:: PROVIDED INFORMATION ::

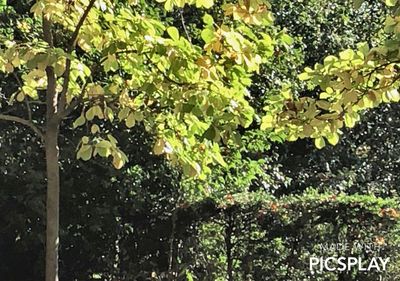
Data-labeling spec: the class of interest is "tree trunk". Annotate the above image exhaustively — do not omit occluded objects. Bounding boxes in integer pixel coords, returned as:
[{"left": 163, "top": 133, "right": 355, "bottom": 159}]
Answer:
[
  {"left": 225, "top": 210, "right": 233, "bottom": 281},
  {"left": 45, "top": 122, "right": 60, "bottom": 281}
]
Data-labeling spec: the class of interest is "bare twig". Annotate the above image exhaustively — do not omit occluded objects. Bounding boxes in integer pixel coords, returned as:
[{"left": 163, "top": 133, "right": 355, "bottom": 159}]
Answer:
[
  {"left": 0, "top": 114, "right": 44, "bottom": 142},
  {"left": 180, "top": 9, "right": 192, "bottom": 43},
  {"left": 58, "top": 0, "right": 96, "bottom": 117}
]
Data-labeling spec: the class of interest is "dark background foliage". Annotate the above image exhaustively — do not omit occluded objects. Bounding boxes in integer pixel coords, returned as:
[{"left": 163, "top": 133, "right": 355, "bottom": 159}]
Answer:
[{"left": 0, "top": 0, "right": 400, "bottom": 281}]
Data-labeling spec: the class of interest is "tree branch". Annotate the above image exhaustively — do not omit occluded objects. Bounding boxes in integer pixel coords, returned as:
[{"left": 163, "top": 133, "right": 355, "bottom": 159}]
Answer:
[
  {"left": 43, "top": 16, "right": 58, "bottom": 119},
  {"left": 0, "top": 114, "right": 44, "bottom": 142},
  {"left": 58, "top": 0, "right": 96, "bottom": 116}
]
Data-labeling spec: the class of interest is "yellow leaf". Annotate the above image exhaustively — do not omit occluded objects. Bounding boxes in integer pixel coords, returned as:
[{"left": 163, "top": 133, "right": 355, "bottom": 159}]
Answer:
[
  {"left": 153, "top": 139, "right": 165, "bottom": 155},
  {"left": 314, "top": 137, "right": 325, "bottom": 149}
]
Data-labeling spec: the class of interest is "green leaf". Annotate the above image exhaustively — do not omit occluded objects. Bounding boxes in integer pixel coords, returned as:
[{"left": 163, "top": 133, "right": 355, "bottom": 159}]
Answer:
[
  {"left": 385, "top": 0, "right": 397, "bottom": 7},
  {"left": 327, "top": 133, "right": 339, "bottom": 145},
  {"left": 353, "top": 0, "right": 364, "bottom": 9},
  {"left": 314, "top": 137, "right": 325, "bottom": 149},
  {"left": 203, "top": 14, "right": 214, "bottom": 25},
  {"left": 201, "top": 28, "right": 215, "bottom": 43},
  {"left": 167, "top": 26, "right": 179, "bottom": 41},
  {"left": 72, "top": 115, "right": 86, "bottom": 129}
]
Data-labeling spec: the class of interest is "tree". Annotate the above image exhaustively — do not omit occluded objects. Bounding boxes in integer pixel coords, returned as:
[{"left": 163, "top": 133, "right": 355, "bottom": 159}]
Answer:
[
  {"left": 0, "top": 0, "right": 278, "bottom": 281},
  {"left": 0, "top": 0, "right": 397, "bottom": 281}
]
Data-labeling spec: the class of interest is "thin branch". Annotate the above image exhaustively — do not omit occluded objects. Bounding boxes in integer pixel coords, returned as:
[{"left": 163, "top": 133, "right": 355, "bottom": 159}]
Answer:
[
  {"left": 58, "top": 0, "right": 96, "bottom": 116},
  {"left": 13, "top": 72, "right": 32, "bottom": 122},
  {"left": 68, "top": 0, "right": 96, "bottom": 53},
  {"left": 180, "top": 8, "right": 192, "bottom": 44},
  {"left": 0, "top": 114, "right": 44, "bottom": 142},
  {"left": 43, "top": 16, "right": 58, "bottom": 121}
]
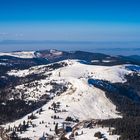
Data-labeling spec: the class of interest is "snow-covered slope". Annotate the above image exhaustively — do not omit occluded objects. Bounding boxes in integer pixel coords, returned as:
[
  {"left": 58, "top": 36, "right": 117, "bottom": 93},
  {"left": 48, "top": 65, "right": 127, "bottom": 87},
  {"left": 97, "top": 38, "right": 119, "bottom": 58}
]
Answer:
[
  {"left": 5, "top": 60, "right": 137, "bottom": 140},
  {"left": 0, "top": 51, "right": 35, "bottom": 58}
]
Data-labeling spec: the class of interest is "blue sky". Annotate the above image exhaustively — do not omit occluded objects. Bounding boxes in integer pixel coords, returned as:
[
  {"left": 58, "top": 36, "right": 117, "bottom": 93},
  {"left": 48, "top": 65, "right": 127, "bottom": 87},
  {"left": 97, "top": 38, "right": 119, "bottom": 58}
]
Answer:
[{"left": 0, "top": 0, "right": 140, "bottom": 41}]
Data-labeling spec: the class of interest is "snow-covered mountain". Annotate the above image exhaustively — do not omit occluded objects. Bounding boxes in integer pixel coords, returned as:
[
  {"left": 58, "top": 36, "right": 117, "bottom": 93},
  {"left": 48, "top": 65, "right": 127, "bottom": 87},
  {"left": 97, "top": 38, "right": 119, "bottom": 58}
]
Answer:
[{"left": 0, "top": 60, "right": 139, "bottom": 140}]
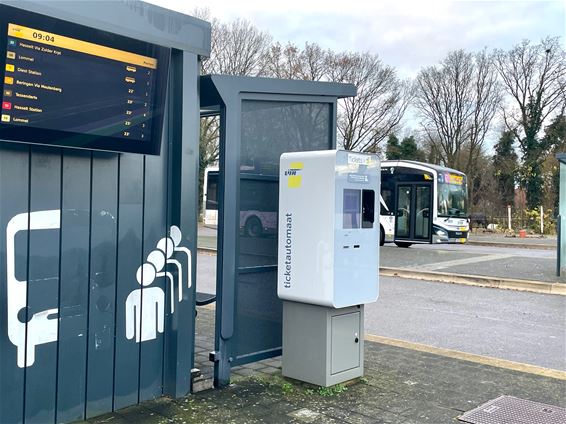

:: WHAT TO DO ::
Which lines in the records above contain the string "leaf"? Pull out each of them in full, treating uppercase and lowercase letters as different.

:: SOLUTION ::
Data-labeling spec: the class of interest is "yellow leaf". Annotate the above image exhaustively — do not omit occluded objects. Bounding boxes in integer pixel coords, returned as:
Data-labeling spec: the class of interest is "green leaf". Annotate the above image exhaustively — do not omit occluded objects. Bounding boxes in integer pixel coords, returned as:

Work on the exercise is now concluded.